> **Written task**:
Please render every row below as a numbered list of its lines, skipping any blank lines. Leave the pictures out of your answer.

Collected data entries
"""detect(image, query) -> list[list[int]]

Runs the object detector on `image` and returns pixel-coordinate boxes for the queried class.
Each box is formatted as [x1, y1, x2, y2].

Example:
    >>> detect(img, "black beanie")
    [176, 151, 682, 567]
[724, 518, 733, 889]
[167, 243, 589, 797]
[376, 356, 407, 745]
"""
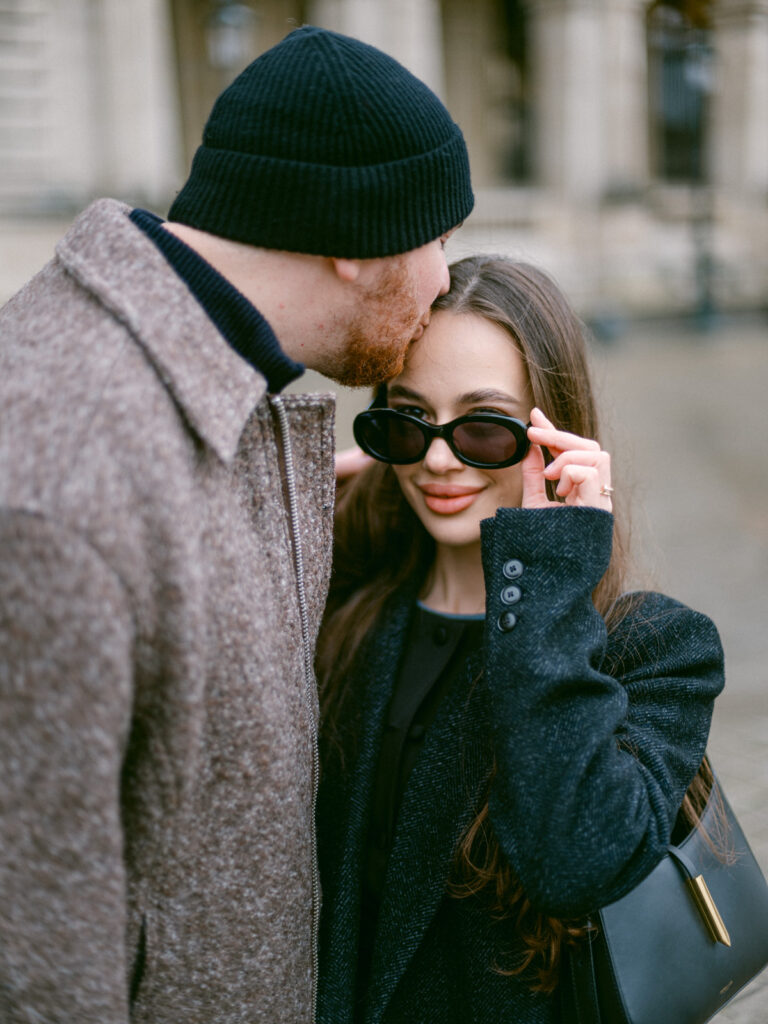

> **Solution for this exercise**:
1. """detect(image, query) -> list[list[int]]
2. Runs the object detector on `image` and returns pixel-coordinate boxes for the queried class.
3. Each box is formatted as [x1, y1, x2, y2].
4. Example:
5.     >>> detect(img, "black beanie")
6.     [176, 151, 682, 567]
7. [724, 518, 733, 889]
8. [167, 243, 589, 797]
9. [376, 356, 407, 745]
10. """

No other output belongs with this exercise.